Problem to solve. Restate word for word the entries below, starting with the line with "point(56, 15)" and continuing through the line with "point(72, 30)". Include both of those lines and no others.

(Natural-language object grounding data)
★ ★ ★

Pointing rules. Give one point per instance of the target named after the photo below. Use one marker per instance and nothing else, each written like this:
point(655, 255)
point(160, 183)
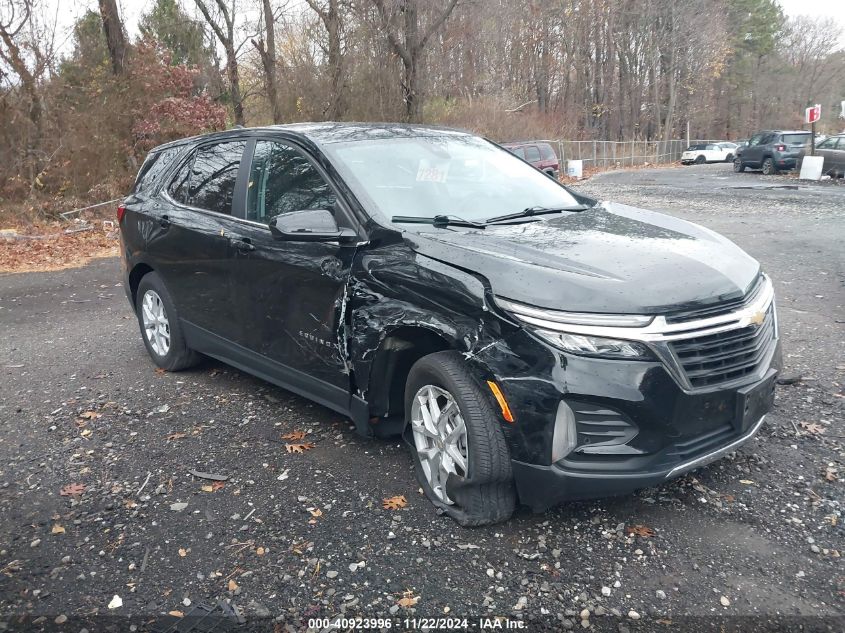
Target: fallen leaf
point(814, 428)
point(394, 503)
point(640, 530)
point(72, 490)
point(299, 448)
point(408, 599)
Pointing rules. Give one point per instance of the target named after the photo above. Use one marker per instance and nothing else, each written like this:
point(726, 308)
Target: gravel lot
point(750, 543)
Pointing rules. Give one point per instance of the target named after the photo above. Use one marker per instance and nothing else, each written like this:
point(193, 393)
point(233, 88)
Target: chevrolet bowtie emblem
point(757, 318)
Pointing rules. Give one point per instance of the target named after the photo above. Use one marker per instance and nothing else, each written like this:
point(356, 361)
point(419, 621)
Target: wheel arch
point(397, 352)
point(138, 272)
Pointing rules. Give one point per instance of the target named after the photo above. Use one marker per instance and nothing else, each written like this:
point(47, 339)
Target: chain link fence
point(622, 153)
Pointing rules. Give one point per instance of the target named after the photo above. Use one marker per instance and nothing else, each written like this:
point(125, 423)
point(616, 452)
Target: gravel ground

★ ★ ★

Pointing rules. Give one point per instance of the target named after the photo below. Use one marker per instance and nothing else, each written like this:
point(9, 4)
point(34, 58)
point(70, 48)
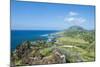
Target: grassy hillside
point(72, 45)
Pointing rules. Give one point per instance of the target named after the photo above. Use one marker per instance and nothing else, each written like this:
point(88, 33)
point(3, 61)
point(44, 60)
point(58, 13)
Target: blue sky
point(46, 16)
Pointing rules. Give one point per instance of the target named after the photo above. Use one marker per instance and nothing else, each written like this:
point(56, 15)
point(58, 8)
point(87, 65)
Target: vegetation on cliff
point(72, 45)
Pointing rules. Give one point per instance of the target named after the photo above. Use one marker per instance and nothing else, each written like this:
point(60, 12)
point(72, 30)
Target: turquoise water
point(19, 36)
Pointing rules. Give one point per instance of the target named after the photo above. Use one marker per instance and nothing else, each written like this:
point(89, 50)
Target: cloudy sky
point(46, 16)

★ ★ ★

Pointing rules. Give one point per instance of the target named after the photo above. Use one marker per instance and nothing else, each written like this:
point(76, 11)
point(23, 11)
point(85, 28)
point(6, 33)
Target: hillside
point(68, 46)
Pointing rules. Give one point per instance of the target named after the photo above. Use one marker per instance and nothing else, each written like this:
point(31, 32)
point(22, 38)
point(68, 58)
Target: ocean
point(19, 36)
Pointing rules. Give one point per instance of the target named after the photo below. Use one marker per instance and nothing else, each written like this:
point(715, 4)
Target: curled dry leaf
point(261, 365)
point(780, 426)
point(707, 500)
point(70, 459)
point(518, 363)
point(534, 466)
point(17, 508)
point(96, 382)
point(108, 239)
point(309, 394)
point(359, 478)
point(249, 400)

★ ★ ★

Result of this exercise.
point(56, 15)
point(58, 8)
point(87, 65)
Target: vegetation on cliff
point(72, 45)
Pointing rules. Give one point per instance of the target named after the photo above. Use one marker per instance and nothing else, each written like this:
point(60, 12)
point(72, 30)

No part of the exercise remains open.